▶ _Given problem_
Count the lines in the entries below that contain the string "bridge", treating case as significant, and give only the number.

▶ _Listed records_
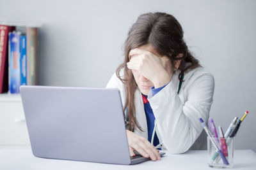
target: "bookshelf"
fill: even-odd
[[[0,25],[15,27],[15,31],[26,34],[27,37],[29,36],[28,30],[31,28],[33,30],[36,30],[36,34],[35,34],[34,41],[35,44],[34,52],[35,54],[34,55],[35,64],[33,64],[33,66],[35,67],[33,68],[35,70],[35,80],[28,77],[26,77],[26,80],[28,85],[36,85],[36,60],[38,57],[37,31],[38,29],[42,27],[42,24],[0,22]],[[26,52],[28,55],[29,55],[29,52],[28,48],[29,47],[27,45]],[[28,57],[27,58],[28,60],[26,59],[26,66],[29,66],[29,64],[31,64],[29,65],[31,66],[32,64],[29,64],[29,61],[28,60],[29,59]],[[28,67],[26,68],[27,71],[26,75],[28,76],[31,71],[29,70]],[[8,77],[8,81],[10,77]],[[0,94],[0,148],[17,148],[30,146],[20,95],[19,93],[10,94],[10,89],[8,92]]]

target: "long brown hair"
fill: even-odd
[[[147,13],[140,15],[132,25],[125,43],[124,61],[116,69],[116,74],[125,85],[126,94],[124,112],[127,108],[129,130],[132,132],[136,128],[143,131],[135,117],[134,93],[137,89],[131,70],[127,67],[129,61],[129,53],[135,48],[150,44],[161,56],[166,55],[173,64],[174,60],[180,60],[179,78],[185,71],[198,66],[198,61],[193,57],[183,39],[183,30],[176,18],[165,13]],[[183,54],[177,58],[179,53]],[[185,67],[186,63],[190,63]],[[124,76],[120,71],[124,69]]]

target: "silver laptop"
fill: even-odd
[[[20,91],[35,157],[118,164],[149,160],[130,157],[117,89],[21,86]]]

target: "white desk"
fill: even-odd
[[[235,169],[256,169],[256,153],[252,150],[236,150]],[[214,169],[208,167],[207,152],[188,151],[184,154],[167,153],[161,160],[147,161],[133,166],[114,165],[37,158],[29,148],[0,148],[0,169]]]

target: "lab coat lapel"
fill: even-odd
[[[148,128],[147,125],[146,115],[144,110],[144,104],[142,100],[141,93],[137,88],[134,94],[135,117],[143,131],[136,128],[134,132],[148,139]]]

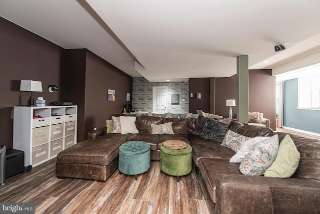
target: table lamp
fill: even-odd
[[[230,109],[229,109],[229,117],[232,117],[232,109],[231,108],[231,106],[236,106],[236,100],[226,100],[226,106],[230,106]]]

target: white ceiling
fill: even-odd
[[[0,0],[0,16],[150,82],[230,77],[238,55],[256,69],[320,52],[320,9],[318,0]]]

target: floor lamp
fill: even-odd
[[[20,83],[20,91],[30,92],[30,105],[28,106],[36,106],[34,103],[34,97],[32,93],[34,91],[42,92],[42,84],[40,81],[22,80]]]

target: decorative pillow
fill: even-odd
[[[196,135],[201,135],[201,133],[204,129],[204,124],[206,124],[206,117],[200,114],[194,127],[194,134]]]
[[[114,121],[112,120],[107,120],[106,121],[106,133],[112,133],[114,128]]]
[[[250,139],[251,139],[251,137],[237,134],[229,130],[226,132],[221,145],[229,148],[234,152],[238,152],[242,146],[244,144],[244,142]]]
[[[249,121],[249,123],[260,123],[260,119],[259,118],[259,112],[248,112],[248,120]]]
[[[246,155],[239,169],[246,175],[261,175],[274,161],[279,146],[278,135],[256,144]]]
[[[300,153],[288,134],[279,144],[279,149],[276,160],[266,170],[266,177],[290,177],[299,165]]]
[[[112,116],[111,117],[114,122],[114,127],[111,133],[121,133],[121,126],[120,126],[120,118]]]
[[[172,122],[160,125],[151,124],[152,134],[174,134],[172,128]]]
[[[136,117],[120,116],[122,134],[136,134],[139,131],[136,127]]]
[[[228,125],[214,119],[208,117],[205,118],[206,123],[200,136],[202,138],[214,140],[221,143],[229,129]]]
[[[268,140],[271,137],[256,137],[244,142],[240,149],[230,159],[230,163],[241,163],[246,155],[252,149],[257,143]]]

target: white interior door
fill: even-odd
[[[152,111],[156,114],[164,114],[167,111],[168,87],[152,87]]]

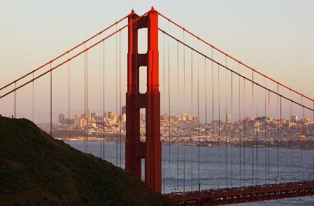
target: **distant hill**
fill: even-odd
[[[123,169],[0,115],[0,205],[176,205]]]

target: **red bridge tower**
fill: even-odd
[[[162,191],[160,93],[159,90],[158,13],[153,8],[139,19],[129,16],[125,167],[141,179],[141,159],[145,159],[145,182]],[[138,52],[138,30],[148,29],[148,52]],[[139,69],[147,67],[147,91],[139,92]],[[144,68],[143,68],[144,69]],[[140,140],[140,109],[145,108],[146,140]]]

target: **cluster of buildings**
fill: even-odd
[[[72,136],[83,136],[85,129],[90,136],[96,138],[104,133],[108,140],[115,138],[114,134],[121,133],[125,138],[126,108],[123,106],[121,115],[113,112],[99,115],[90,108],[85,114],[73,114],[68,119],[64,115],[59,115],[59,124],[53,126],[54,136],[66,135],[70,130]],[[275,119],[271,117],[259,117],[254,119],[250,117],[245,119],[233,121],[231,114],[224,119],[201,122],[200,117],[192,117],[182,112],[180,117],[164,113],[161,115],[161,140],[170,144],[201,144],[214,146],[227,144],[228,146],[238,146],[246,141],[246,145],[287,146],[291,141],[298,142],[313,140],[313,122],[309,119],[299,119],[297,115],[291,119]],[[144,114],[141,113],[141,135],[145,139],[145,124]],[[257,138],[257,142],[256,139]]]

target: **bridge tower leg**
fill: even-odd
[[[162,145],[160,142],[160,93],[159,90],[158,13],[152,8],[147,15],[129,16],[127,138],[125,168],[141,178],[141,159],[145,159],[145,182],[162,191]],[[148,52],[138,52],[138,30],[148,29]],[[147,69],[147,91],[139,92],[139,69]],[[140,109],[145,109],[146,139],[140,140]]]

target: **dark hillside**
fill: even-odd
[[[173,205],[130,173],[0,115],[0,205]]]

▶ _Worked solution_
2